- Extracted data:
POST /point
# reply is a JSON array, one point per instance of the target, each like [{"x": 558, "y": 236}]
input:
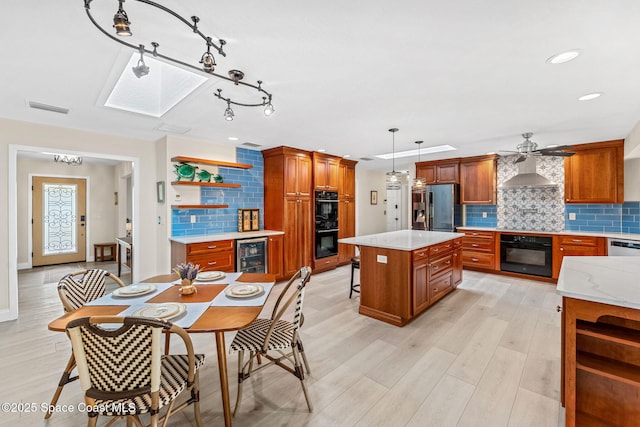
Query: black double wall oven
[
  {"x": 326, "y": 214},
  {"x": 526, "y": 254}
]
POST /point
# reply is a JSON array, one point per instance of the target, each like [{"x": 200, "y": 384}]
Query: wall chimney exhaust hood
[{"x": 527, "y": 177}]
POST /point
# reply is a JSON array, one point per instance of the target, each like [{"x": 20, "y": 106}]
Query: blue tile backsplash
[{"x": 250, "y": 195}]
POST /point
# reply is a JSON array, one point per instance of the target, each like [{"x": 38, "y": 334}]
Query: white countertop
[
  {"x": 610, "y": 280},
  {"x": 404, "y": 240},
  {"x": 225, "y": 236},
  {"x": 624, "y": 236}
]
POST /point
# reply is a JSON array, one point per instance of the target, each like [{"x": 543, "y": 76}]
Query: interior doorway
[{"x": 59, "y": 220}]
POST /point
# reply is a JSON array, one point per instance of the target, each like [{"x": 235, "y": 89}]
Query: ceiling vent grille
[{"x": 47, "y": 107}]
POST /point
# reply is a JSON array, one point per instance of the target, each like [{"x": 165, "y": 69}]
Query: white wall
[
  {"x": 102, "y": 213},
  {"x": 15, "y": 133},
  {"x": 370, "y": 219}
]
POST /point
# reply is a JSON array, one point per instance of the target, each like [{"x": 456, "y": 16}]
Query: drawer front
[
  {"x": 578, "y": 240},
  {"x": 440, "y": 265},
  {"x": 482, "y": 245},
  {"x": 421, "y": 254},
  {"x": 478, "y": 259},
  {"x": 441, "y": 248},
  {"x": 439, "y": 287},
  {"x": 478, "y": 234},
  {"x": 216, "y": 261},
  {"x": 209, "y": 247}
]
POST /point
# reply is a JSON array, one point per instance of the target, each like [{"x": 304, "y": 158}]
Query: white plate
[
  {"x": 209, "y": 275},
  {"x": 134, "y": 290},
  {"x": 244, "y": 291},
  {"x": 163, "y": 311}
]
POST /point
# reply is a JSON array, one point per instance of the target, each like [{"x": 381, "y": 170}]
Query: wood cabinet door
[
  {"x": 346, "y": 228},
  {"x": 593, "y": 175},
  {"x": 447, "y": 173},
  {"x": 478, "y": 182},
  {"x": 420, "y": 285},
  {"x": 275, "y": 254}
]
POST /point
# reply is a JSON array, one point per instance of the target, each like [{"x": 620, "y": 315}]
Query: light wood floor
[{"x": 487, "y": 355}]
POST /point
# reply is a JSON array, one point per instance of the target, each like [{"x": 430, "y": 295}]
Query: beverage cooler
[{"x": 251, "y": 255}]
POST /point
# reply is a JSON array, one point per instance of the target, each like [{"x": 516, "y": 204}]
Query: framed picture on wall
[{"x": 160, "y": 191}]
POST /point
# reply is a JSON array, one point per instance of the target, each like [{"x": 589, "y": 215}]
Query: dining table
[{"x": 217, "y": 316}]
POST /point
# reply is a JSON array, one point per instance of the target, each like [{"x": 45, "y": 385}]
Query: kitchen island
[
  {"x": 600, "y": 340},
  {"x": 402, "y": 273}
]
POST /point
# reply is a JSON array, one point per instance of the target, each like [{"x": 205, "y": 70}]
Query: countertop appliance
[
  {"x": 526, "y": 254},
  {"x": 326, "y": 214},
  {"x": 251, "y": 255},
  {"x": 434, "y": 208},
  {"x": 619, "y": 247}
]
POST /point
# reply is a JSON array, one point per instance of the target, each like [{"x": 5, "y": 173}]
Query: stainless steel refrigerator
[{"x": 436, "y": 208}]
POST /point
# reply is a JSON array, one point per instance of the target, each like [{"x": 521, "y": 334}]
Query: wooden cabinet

- Problem: List every line in the items above that contains the string "cabinet" and copy each one in full. Matching is case-sensitive.

- Completed exercise:
Query: wood cabinet door
Query: wooden cabinet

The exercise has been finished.